(Work to be completed) Copy every item below word for word, leaving out the pictures.

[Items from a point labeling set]
· · · ·
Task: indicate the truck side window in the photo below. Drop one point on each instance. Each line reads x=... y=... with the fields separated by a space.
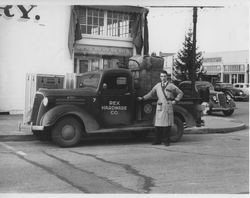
x=116 y=84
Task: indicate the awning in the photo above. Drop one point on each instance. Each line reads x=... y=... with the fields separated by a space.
x=103 y=50
x=129 y=9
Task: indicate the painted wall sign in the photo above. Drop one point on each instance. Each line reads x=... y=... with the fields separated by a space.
x=8 y=11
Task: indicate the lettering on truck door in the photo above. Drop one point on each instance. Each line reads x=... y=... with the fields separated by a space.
x=117 y=100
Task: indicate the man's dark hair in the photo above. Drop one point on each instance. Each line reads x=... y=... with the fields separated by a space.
x=164 y=72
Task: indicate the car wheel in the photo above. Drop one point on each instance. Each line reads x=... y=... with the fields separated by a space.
x=67 y=132
x=177 y=130
x=140 y=134
x=42 y=135
x=228 y=112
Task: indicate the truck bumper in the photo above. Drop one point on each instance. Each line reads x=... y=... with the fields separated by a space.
x=29 y=127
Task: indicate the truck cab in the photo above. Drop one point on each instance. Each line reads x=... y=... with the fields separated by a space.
x=103 y=101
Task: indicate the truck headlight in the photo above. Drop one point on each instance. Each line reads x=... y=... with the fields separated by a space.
x=45 y=101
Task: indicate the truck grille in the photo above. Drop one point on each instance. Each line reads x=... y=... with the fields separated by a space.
x=222 y=99
x=36 y=105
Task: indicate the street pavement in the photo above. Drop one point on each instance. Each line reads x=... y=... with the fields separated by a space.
x=213 y=124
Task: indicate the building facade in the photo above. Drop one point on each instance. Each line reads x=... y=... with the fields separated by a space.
x=229 y=67
x=43 y=40
x=109 y=36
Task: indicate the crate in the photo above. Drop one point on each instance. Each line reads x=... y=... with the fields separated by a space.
x=146 y=71
x=35 y=82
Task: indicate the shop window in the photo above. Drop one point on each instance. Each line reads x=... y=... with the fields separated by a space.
x=241 y=78
x=83 y=66
x=95 y=65
x=226 y=78
x=234 y=78
x=104 y=23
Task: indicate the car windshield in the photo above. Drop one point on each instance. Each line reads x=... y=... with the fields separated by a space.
x=203 y=85
x=89 y=80
x=226 y=85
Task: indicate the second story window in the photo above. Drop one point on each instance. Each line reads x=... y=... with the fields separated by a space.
x=105 y=23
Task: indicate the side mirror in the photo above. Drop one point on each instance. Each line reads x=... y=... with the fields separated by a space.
x=81 y=85
x=104 y=86
x=137 y=84
x=204 y=94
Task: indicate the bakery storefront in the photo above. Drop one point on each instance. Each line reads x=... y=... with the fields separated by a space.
x=109 y=36
x=51 y=39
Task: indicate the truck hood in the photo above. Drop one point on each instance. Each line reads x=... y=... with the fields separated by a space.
x=87 y=91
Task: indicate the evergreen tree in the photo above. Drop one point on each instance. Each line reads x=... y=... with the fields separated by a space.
x=182 y=68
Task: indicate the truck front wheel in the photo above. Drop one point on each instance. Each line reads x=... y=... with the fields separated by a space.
x=67 y=132
x=176 y=130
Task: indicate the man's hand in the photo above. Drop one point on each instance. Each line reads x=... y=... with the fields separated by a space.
x=139 y=98
x=174 y=102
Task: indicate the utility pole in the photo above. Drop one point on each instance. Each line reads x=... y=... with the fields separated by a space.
x=193 y=75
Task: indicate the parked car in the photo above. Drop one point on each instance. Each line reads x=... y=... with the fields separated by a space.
x=228 y=89
x=218 y=101
x=242 y=86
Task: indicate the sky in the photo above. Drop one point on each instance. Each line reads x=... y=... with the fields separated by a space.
x=218 y=29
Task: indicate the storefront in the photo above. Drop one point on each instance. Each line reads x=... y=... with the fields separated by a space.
x=229 y=67
x=61 y=39
x=110 y=35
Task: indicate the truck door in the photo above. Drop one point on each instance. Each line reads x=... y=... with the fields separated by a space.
x=117 y=100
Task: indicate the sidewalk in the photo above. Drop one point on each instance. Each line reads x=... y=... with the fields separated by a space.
x=9 y=127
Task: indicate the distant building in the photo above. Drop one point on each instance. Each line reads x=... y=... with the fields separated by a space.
x=228 y=66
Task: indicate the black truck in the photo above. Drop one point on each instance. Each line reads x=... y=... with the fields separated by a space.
x=105 y=101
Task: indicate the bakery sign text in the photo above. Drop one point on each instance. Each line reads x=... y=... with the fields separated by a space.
x=24 y=11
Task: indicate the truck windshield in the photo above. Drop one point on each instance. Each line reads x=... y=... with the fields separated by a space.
x=210 y=86
x=89 y=80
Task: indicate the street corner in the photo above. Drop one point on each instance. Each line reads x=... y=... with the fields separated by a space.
x=214 y=124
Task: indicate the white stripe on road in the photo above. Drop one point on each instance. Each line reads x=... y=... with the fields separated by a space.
x=12 y=149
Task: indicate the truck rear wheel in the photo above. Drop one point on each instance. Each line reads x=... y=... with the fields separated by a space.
x=42 y=135
x=177 y=130
x=67 y=132
x=228 y=112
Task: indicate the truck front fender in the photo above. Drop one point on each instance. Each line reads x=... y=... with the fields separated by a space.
x=184 y=115
x=51 y=117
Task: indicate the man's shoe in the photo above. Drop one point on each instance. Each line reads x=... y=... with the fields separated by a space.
x=156 y=143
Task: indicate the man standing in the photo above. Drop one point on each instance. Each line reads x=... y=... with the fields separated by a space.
x=167 y=94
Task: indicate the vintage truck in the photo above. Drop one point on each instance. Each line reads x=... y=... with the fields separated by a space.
x=106 y=101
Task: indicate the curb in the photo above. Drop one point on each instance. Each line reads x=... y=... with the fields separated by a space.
x=15 y=138
x=206 y=130
x=194 y=130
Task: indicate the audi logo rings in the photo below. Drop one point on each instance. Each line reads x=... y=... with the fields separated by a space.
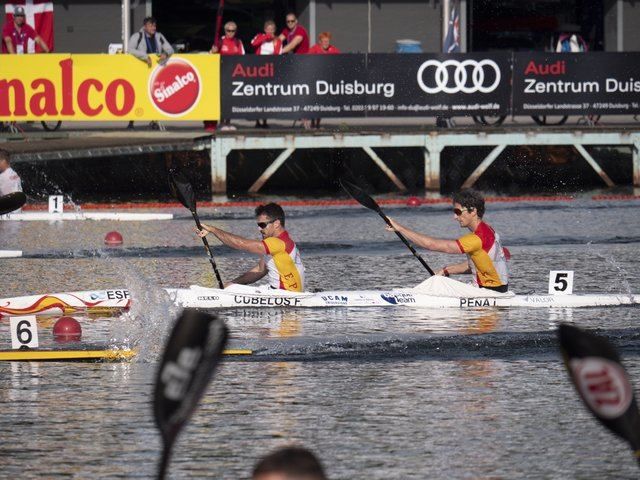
· · · ·
(Complete response)
Task: indicate the truck side window in the photo below. Drop one point on each instance. Each line reads x=... y=... with the fields separated by a space.
x=116 y=84
Task: indicate the awning in the photo above. Drop one point on each instance. Each line reads x=... y=... with the fields separated by a space.
x=103 y=50
x=129 y=9
Task: indicate the painted wall sign in the photo above. Drop one point on each instance. Each line reads x=... y=... with the fields separated by a space.
x=8 y=11
Task: indicate the lettering on truck door in the photo above. Drop one point on each instance. Each line reads x=... y=... with the fields separated by a space.
x=117 y=100
Task: indicate the man's dark hair in the photo above. Drop one point on each instance. Each line reads x=... y=... with the fields separated by a space.
x=164 y=72
Task: indicate the car wheel in the photo above. Drop one point on each instance. Each line reads x=... y=... with the fields separated by a space.
x=67 y=132
x=177 y=130
x=140 y=134
x=42 y=135
x=228 y=112
Task: indicate the truck bumper in the photo above. Drop one point on each instance. Each line reads x=... y=... with the fields separated by a space.
x=29 y=127
Task: indicate the truck cab in the photo above. Drop one point on each instance. Each line reads x=... y=... with the fields separated by a space.
x=103 y=101
Task: indicate the truck headlight in the photo above. Drop one point on each instance. Each line reads x=... y=... with the fields separated by a space.
x=45 y=101
Task: indicate the truck grille in the photo above. Drop one point on each instance. Each line reads x=... y=... with the fields separated by a space.
x=222 y=99
x=36 y=105
Task: indicate the street pavement in the photo above. Drop one point on each instance. Each line reads x=... y=... with the fields separated by a space.
x=213 y=124
Task: indicate the building facade in the photo above. Drop one point on each instance. Each line reads x=... y=... with the fields separated by a space.
x=229 y=67
x=43 y=40
x=109 y=36
Task: indicate the crate in the photo above. Drop one point on each instance. Each line reads x=... y=... with the fields separated by a space.
x=146 y=71
x=35 y=82
Task: indicate the shop window in the photo above. Drop one point on each instance. Each line reads x=... y=... with the fields separated by a space.
x=241 y=78
x=83 y=66
x=95 y=65
x=226 y=78
x=234 y=78
x=104 y=23
Task: indicate the car windshield in the photo above. Drop one point on each instance. Each line reads x=... y=... with the fields separated by a space.
x=203 y=85
x=89 y=80
x=226 y=85
Task: indicate the second story window in the photo above. Drop one point on each instance. Each line reads x=... y=... with the fields separated by a space.
x=105 y=23
Task: indicate the side mirror in the photo above. Drop one point on each instance. Each line reads x=... y=... with the fields separated by a space.
x=81 y=85
x=104 y=86
x=137 y=84
x=204 y=94
Task: indicate the bakery storefront in the photo above. Drop one point on each instance. Each line reads x=... y=... with the fields separated by a space.
x=109 y=36
x=51 y=39
Task: indicate the truck hood in the photo above. Drop one point on each instance. Each line reads x=... y=... with the fields separated by a space.
x=87 y=91
Task: indicate the evergreen tree in the photo above. Drop one point on each instance. Each line reads x=... y=... with the fields separated by a space.
x=182 y=68
Task: indicate the truck front wheel in the photo above. Drop one point on each instance. Each line reads x=... y=... with the fields separated by a space.
x=67 y=132
x=176 y=130
Task: indicate the man's hand in the photo above. Drop one point on each instance. Each line reads x=... y=... with the fields separated by a space.
x=139 y=98
x=174 y=102
Task: indicate the utility pole in the photo above. Drop one point on each instance. Each line reads x=... y=... with the fields separated by a space.
x=193 y=75
Task: indicate the parked car in the photo above. Drop one point on each instance. Each line reads x=... y=... with the fields separated by a space.
x=228 y=89
x=218 y=101
x=242 y=86
Task: indicate the sky in the photo above. Drop one point on each instance. Each line reads x=... y=... with the fields separated by a space.
x=218 y=29
Task: indicate the storefront in the photo above. Drop one point on each instance. Each line reads x=... y=... with the fields separated by a space.
x=229 y=67
x=61 y=39
x=110 y=35
Task: indicate the truck door in the photo above. Drop one point on each instance. Each line reads x=... y=... with the fields separated by a space.
x=117 y=100
Task: indicate the sidewalk in the photo above. Drop one point on each instance. Each line reads x=... y=... with the fields separated by a space.
x=9 y=127
Task: indicate the distant building in the photo above. Drop one point on each instance. Each line reads x=... y=... with the fields separated by a space.
x=228 y=66
Task: indicate the black truck in the photo above. Drop one point on each instance. Each line reads x=... y=... with the fields separated by a space.
x=105 y=101
Task: indicate the bakery sign text in the photo above. Drop one point on each instance. Each line reads x=... y=... with the fields separated by a space.
x=24 y=11
Task: indicate the truck windshield in the photo above. Drop one point on each instance. Each line reads x=... y=... with the fields separated by a space.
x=210 y=86
x=89 y=80
Task: indicate the street corner in the photo above. Drop one point on each instance. Each line reads x=... y=... with the fields separated by a space.
x=214 y=124
Task: indicate the white stripe on road in the photo above. Drop one point on each instance. Each line reads x=... y=... with the fields separated by a space.
x=12 y=149
Task: indicate the truck rear wheel in the photo above. Drop one point on each instance. Each line reads x=... y=... with the fields separated by a space.
x=42 y=135
x=177 y=130
x=67 y=132
x=228 y=112
Task: indicate the truck front fender in the photo above. Drop one point on each instance. Each line reads x=... y=... with the fields separated by a space.
x=184 y=115
x=51 y=117
Task: indicate the man's shoe in the photo above. Drop one point on each instance. Each line reads x=... y=... with the fields separated by a space.
x=156 y=143
Task: indicate the man standing in the photo above. Drop one point on each instance. Each line reads x=... y=... with the fields separated by a space.
x=167 y=94
Task: indicate the vintage truck in the photo above. Drop one point on each instance. Each line reads x=... y=... with the fields separated by a space.
x=106 y=101
Task: indicate the curb in the photo above. Drop one point on each instance. Each line reads x=... y=... with the fields separated by a space.
x=15 y=138
x=206 y=130
x=194 y=130
Task: indicate the audi logo rings in the photo below. Drop one point on each instance. Each line reads x=... y=... with the fields separated by a space.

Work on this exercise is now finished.